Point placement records
+++++
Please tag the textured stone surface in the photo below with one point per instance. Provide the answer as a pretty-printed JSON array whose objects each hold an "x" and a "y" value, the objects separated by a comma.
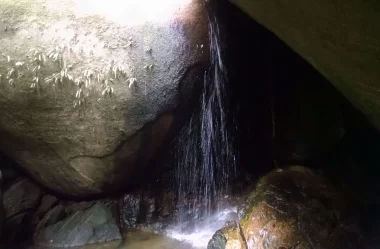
[
  {"x": 55, "y": 53},
  {"x": 291, "y": 208},
  {"x": 93, "y": 225},
  {"x": 22, "y": 197},
  {"x": 340, "y": 39}
]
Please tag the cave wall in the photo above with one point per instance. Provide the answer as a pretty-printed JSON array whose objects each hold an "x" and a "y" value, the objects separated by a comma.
[{"x": 340, "y": 39}]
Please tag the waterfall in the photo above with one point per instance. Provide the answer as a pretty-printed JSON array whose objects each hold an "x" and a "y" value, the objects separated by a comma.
[{"x": 204, "y": 152}]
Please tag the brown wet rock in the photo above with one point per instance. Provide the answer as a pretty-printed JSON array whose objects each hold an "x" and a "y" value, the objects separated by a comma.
[
  {"x": 291, "y": 208},
  {"x": 87, "y": 97}
]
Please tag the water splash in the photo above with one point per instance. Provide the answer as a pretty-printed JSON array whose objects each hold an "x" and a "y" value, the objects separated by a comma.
[
  {"x": 203, "y": 230},
  {"x": 205, "y": 158}
]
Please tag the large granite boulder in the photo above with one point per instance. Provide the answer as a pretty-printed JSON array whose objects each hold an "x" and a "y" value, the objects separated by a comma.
[
  {"x": 340, "y": 39},
  {"x": 92, "y": 225},
  {"x": 88, "y": 92},
  {"x": 291, "y": 208}
]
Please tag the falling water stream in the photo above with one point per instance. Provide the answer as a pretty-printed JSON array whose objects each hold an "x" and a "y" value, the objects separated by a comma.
[{"x": 205, "y": 156}]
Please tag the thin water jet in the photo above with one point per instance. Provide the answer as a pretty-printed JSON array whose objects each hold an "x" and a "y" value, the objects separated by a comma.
[{"x": 205, "y": 155}]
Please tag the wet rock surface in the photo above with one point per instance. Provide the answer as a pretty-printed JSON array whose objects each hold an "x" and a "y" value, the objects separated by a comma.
[
  {"x": 92, "y": 225},
  {"x": 21, "y": 199},
  {"x": 292, "y": 207},
  {"x": 86, "y": 97}
]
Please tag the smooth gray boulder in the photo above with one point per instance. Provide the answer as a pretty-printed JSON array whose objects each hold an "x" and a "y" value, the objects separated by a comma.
[
  {"x": 93, "y": 225},
  {"x": 88, "y": 92}
]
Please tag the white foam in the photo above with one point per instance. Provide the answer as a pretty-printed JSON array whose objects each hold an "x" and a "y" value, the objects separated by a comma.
[{"x": 203, "y": 231}]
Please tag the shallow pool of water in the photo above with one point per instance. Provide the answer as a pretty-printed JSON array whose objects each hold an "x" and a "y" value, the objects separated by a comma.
[{"x": 138, "y": 240}]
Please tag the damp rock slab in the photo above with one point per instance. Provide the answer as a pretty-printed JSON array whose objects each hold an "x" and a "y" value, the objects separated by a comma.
[
  {"x": 291, "y": 208},
  {"x": 93, "y": 225},
  {"x": 87, "y": 96}
]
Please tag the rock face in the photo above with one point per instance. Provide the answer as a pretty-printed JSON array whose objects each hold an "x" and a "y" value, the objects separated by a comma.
[
  {"x": 21, "y": 200},
  {"x": 307, "y": 127},
  {"x": 93, "y": 225},
  {"x": 1, "y": 207},
  {"x": 339, "y": 40},
  {"x": 88, "y": 92},
  {"x": 291, "y": 208}
]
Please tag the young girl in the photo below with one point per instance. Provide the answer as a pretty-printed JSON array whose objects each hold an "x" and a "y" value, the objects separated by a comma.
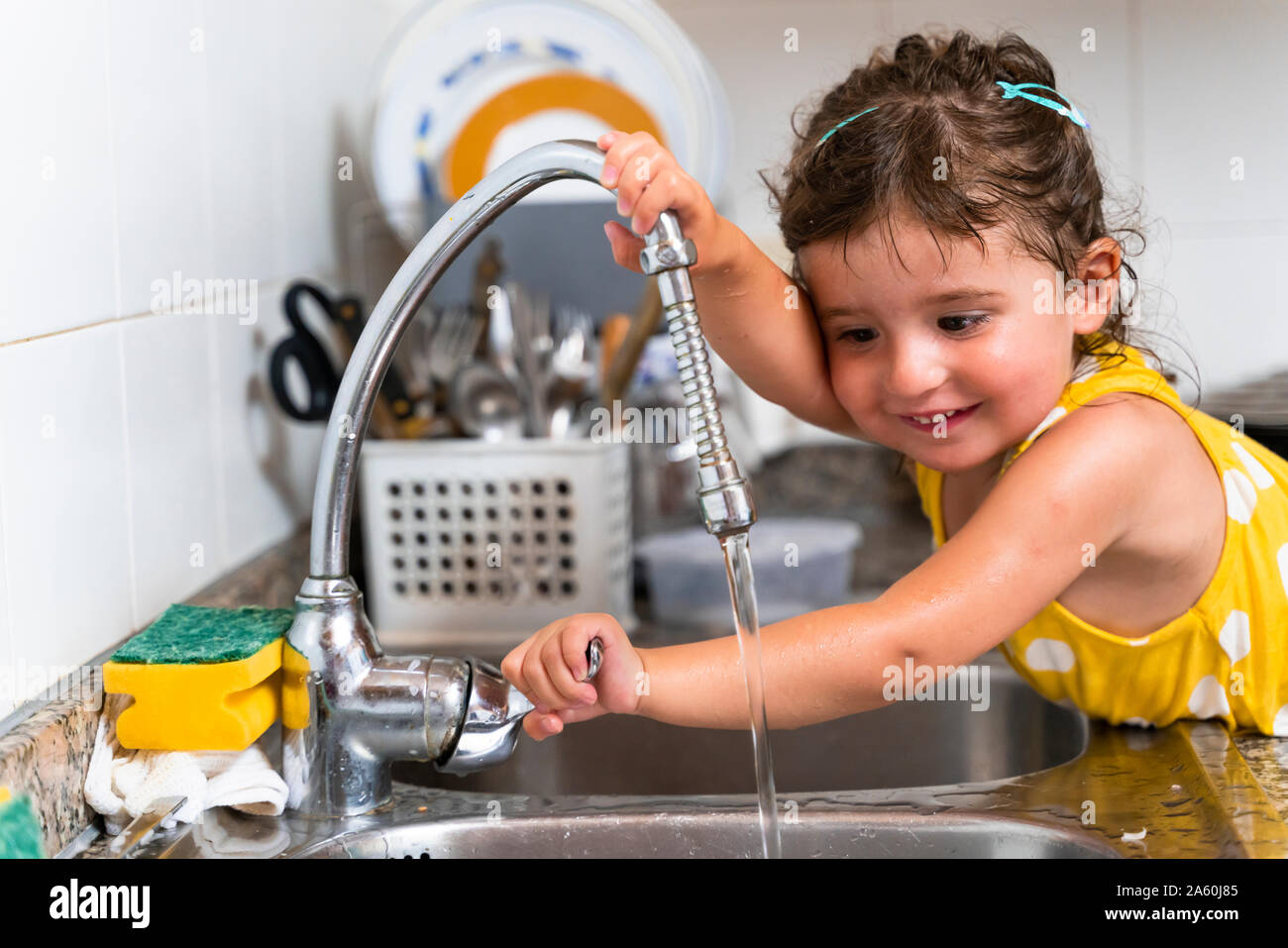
[{"x": 956, "y": 298}]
+++++
## Given problem
Render every line of the items above as a numbered list, skipping blank lines and leaving the pictures out.

## Output below
1. Please tag the textured stone surface in the photo below with one point per instance. Provide the answer as a pretty-printed JSON array whose objects each hold an "x" and a "y" value, the objects separated by a comma.
2. [
3.   {"x": 55, "y": 53},
4.   {"x": 291, "y": 208},
5.   {"x": 93, "y": 225},
6.   {"x": 22, "y": 197},
7.   {"x": 340, "y": 39}
8. ]
9. Please tag the cave wall in the photo above with one point per instance. Provide the answer as a pretty-printed JSON array whose objects each hold an "x" and a "y" value, the objects separated by a comma.
10. [{"x": 340, "y": 39}]
11. Please tag the waterfall in the photo above with one point per instance. Provide the answer as a pretty-printed JSON array whose objects each hold an "x" and a "y" value, the objects separated by a comma.
12. [{"x": 204, "y": 152}]
13. Please tag the brown wet rock in the photo above with one point per instance. Provide the answer as a pretty-printed JSON array whose objects each hold an "x" and a "y" value, the objects separated by a comma.
14. [
15.   {"x": 291, "y": 208},
16.   {"x": 87, "y": 97}
17. ]
18. Please tag the water splash in the photo above with one point per instance. Provide the answer as a pretty-printed JSON array whose objects each hold an "x" and a "y" value, the objects separated by a comma.
19. [
20.   {"x": 203, "y": 230},
21.   {"x": 205, "y": 158}
22. ]
23. Please tag the large granite boulder in the photo above with one point per instance. Provide the answer as a pretty-printed JSON array whose objects each hold an "x" and a "y" value, the objects separated by a comma.
24. [
25.   {"x": 340, "y": 39},
26.   {"x": 92, "y": 225},
27.   {"x": 88, "y": 92},
28.   {"x": 291, "y": 208}
29. ]
30. Please tag the falling water stream in the photo above with one point per instance. Provide the answer as a pretty-printed JSON array whose objects each hold an "x" and a "y" value, the objects separated by a comma.
31. [{"x": 205, "y": 156}]
32. Please tag the thin water jet in the photo above with one point per instance. Provide the answer as a pretty-printed JSON array whose objects each hold an "x" and a "y" value, the objects separated by a comma.
33. [{"x": 205, "y": 155}]
34. Please tag the wet rock surface in the photo above with one point per instance. Provide the answer as a pretty-printed JSON array whose objects each hold an "x" and a "y" value, the objects separated by a comma.
35. [
36.   {"x": 92, "y": 225},
37.   {"x": 21, "y": 199},
38.   {"x": 292, "y": 207},
39.   {"x": 86, "y": 97}
40. ]
41. Please tag the smooth gray boulder in the photo above with one point per instance. Provide the answer as a pretty-printed JSON array whose objects each hold an "x" and a "y" value, the objects separated by a comma.
42. [
43.   {"x": 93, "y": 225},
44.   {"x": 88, "y": 92}
45. ]
46. Please tag the white foam in the photo above with one point per instance. Provide the answer as a pretty-printed JSON array whose objects each hold an "x" and a "y" value, the objects separated by a comma.
47. [{"x": 203, "y": 231}]
48. Please tag the shallow pool of water in the photo above with one point per instance. Provide the answer as a pretty-printed JSON array whose objects each hold an "x" and a "y" value, the objects separated by a comma.
49. [{"x": 138, "y": 240}]
50. Please tag the damp rock slab in the photo above with one point per instance. Provide the answer as a pretty-printed JSON array whose objects each hold an "x" and a "y" value, the objects separated by a comma.
51. [
52.   {"x": 291, "y": 208},
53.   {"x": 93, "y": 225},
54.   {"x": 87, "y": 96}
55. ]
56. Please tag the rock face in the photo above with one point per instance. Provide the answer as a pretty-printed JSON array whose objects each hold an "x" and a "y" value, the objects separated by a comma.
57. [
58.   {"x": 21, "y": 200},
59.   {"x": 307, "y": 127},
60.   {"x": 93, "y": 225},
61.   {"x": 1, "y": 207},
62.   {"x": 339, "y": 40},
63.   {"x": 88, "y": 92},
64.   {"x": 291, "y": 208}
65. ]
66. Please tag the young girl in the photo below with one point per instance. Provide the answer as a pretty-printed JSON array whose objects each hold an "x" and a "y" value, the objects separated by a comma.
67. [{"x": 956, "y": 298}]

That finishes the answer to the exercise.